(Stored data)
------------------------------

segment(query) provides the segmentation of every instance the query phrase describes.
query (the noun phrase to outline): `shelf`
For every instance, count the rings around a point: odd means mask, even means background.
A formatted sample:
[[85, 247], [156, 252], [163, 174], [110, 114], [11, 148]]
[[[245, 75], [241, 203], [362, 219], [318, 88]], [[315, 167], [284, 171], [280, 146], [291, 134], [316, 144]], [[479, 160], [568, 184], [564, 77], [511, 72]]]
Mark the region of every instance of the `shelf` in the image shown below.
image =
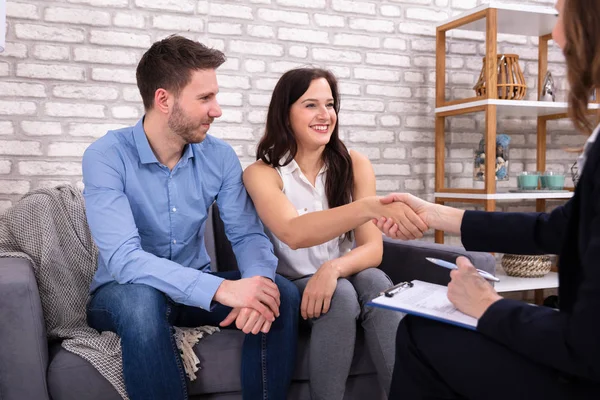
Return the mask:
[[[498, 10], [498, 33], [512, 35], [543, 36], [552, 32], [557, 12], [552, 7], [528, 6], [520, 4], [501, 4], [491, 2], [456, 15], [438, 25], [444, 26], [461, 18], [488, 8]], [[486, 20], [480, 19], [456, 29], [485, 32]]]
[[522, 290], [554, 289], [558, 287], [558, 273], [548, 272], [541, 278], [517, 278], [508, 276], [502, 268], [496, 269], [500, 282], [494, 284], [496, 292], [519, 292]]
[[573, 192], [540, 192], [540, 193], [444, 193], [435, 192], [435, 198], [457, 199], [457, 200], [552, 200], [570, 199]]
[[[566, 114], [569, 109], [569, 104], [562, 102], [486, 99], [438, 107], [435, 109], [435, 113], [440, 114], [457, 111], [457, 114], [459, 114], [461, 110], [486, 105], [497, 106], [496, 115], [500, 117], [540, 117]], [[600, 108], [600, 104], [589, 104], [588, 108], [590, 110], [597, 110]]]

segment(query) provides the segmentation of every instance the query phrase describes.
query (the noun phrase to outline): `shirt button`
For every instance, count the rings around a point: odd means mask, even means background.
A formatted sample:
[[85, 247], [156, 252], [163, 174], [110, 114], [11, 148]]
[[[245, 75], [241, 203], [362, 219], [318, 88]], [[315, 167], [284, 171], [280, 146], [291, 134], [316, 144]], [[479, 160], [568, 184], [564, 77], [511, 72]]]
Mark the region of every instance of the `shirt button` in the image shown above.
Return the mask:
[[173, 239], [173, 244], [177, 244], [177, 240]]
[[177, 208], [173, 207], [173, 212], [177, 211]]

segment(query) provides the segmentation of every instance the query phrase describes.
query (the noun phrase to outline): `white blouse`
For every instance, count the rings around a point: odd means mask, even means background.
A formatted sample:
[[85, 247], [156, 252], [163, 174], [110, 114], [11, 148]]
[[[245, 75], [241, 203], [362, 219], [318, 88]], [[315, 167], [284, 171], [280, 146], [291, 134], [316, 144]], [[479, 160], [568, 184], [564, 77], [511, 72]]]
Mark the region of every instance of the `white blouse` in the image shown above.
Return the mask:
[[[329, 209], [325, 195], [325, 166], [319, 171], [315, 186], [306, 179], [296, 160], [276, 170], [283, 181], [282, 191], [294, 205], [298, 215]], [[291, 279], [314, 274], [326, 261], [349, 252], [354, 244], [344, 239], [344, 234], [320, 245], [292, 250], [273, 233], [267, 231], [267, 234], [279, 259], [277, 272]]]

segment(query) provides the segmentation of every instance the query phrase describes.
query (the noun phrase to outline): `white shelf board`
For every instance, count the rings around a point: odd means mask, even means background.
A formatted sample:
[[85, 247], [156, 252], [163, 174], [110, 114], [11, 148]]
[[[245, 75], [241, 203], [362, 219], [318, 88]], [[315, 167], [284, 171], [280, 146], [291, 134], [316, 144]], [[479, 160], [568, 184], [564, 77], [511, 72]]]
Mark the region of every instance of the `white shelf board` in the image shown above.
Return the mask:
[[[439, 114], [448, 111], [464, 110], [466, 108], [484, 105], [497, 106], [496, 115], [499, 117], [539, 117], [567, 113], [569, 109], [569, 104], [563, 102], [485, 99], [437, 107], [435, 113]], [[588, 108], [590, 110], [597, 110], [600, 108], [600, 104], [590, 103]]]
[[473, 199], [473, 200], [537, 200], [537, 199], [570, 199], [573, 197], [573, 192], [541, 192], [540, 193], [442, 193], [435, 192], [436, 198], [443, 197], [446, 199]]
[[[449, 22], [459, 20], [488, 8], [498, 10], [498, 33], [543, 36], [551, 33], [556, 23], [557, 12], [552, 7], [491, 2], [455, 15], [438, 26], [446, 25]], [[457, 29], [485, 32], [485, 18], [463, 25]]]
[[556, 272], [548, 272], [541, 278], [517, 278], [508, 276], [502, 268], [497, 268], [496, 276], [500, 279], [500, 282], [494, 284], [494, 289], [498, 293], [558, 287], [558, 273]]

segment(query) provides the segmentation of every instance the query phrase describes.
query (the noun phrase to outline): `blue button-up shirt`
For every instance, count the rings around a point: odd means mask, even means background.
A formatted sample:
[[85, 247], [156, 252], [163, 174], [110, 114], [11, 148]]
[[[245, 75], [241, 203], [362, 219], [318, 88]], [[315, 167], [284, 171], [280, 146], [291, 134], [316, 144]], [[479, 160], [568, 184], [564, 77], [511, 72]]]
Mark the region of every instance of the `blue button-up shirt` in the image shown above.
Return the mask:
[[105, 283], [141, 283], [177, 303], [210, 309], [222, 278], [204, 246], [216, 200], [243, 278], [275, 278], [277, 259], [227, 143], [207, 135], [169, 170], [142, 124], [109, 131], [83, 155], [87, 220], [99, 248], [93, 292]]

------------------------------

Every line from the data above that contains "noun" must appear in the answer.

query (the noun phrase to outline): `shelf`
query (the noun phrase to outline): `shirt button`
query (the noun phrase to outline): `white blouse`
query (the noun phrase to outline): `white shelf board`
query (the noun phrase to outline): `blue button-up shirt`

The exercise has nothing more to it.